• ПРЕДОСТАВЛЕННЫЙ ОТРЫВОК
════

Несомненно, понятие о суеверии у различных представителей власти в XVIII веке могло быть разным, хотя это разнообразие подлежало все же некоторым ограничениям. Они не могли, по крайней мере в своих официальных декларациях, а отсюда и в проводимой ими политике, следовать законченному протестантскому рационализму или радикальным просвещенческим взглядам французских philosophies, сколь бы для некоторых из них (например, Екатерины Великой) ни были привлекательны подобные воззрения. При всех своих идеологических шатаниях власть — и духовная, и светская — оставалась православной. Церковная доктрина настаивала и на существовании чудотворных икон, и на чудотворении мощей, а утвержденное веками предание исключало восприятие их как суеверных. В особенности власть не могла трактовать как суеверные те православные святыни, с которыми была связана ее легитимация: власть не ставила под сомнение чудотворные свойства мощей великих русских святых[519], прославленных чудотворных икон (таких, как Владимирская, Тихвинская или Казанская), основанных святыми священных источников (таких, как источник св. Сергия Радонежского).
В этих условиях занятые дисциплинированием православного населения деятели используют противопоставление «издревле» почитаемых святынь и новообретенных и несанкционированных объектов поклонения, например подлинных мощей и «несвидетельствованных гробов» (Живов 2004: 204) или «гробов не ведомых» (Гавриил Бужинский 1723, л. 3). Объекты последнего рода объявляются суеверными, и в установлении их почитания усматривается преступный умысел. Ложные чудеса при иконах, кладезях и источниках разглашаются «для скверноприбытства» (Духовный регламент 1904, 41) или «для вспоможения церквей убогих» (там же, 23), или «для своего интереса, или суетной ради славы» (ПСЗ, VI, № 3963, п. 10, с. 652) (ср.: Смилянская 2004: 128–134). Власть не может заявить, конечно, что чудеса больше не случаются, однако же каждое чудо находится под подозрением и первым предположением является преступный подлог.

════

• СТРОКИ
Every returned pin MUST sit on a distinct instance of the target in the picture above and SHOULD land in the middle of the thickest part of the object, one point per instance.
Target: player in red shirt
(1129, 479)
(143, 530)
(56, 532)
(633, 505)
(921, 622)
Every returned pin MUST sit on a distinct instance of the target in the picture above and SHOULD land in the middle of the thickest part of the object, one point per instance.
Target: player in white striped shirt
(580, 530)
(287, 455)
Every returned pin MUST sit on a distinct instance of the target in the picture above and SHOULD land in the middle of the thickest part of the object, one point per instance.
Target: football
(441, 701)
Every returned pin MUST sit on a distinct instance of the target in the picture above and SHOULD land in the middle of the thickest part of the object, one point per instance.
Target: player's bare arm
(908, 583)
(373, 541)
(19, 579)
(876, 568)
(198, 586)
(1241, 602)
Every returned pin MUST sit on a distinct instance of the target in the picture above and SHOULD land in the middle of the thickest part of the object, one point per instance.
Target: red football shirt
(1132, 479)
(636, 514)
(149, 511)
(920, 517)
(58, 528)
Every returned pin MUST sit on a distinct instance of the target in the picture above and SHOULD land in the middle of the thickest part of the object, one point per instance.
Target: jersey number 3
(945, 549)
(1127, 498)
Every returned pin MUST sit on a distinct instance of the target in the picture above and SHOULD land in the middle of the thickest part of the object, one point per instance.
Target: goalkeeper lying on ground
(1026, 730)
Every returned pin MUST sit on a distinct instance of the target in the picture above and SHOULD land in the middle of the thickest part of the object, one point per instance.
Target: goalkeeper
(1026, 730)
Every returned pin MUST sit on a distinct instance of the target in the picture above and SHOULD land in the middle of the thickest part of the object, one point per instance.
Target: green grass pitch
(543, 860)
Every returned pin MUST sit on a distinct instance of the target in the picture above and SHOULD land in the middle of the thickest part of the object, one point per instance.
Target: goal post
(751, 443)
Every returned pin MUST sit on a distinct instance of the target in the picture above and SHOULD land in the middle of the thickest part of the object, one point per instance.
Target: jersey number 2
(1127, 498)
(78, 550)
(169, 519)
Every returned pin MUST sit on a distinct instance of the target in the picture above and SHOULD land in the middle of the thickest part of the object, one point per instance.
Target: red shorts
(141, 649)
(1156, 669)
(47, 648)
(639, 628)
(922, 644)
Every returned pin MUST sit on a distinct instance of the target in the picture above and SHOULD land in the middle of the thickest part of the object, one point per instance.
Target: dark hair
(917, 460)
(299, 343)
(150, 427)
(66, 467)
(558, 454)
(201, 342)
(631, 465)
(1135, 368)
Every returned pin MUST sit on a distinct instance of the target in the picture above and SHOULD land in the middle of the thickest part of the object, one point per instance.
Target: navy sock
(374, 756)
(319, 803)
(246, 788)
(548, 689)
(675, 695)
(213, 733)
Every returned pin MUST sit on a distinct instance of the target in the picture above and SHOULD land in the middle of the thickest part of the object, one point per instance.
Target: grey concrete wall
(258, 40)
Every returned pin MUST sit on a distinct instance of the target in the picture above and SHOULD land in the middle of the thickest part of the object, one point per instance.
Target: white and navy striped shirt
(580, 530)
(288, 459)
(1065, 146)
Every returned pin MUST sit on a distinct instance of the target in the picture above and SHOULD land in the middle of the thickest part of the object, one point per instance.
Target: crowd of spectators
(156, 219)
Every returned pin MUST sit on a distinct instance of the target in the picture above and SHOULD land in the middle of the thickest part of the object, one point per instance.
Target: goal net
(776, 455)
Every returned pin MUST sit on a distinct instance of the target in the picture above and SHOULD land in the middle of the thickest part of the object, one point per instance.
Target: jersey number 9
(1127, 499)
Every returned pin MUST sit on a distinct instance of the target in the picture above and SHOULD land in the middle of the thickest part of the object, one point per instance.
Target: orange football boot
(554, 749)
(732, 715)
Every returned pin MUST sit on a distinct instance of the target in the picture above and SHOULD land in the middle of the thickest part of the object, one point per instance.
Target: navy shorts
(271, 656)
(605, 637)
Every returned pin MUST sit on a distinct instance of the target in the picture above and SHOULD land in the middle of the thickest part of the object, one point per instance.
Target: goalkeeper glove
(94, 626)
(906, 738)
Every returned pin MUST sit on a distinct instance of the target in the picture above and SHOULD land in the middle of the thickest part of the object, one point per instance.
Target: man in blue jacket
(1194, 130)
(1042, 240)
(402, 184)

════

• ЧТО НУЖНО СДЕЛАТЬ
Перепишите дословно из отрывка о суеверии всё от слов «В этих условиях» и до слов «является преступный подлог.».

• ПОЛНЫЙ ОТВЕТ
В этих условиях занятые дисциплинированием православного населения деятели используют противопоставление «издревле» почитаемых святынь и новообретенных и несанкционированных объектов поклонения, например подлинных мощей и «несвидетельствованных гробов» (Живов 2004: 204) или «гробов не ведомых» (Гавриил Бужинский 1723, л. 3). Объекты последнего рода объявляются суеверными, и в установлении их почитания усматривается преступный умысел. Ложные чудеса при иконах, кладезях и источниках разглашаются «для скверноприбытства» (Духовный регламент 1904, 41) или «для вспоможения церквей убогих» (там же, 23), или «для своего интереса, или суетной ради славы» (ПСЗ, VI, № 3963, п. 10, с. 652) (ср.: Смилянская 2004: 128–134). Власть не может заявить, конечно, что чудеса больше не случаются, однако же каждое чудо находится под подозрением и первым предположением является преступный подлог.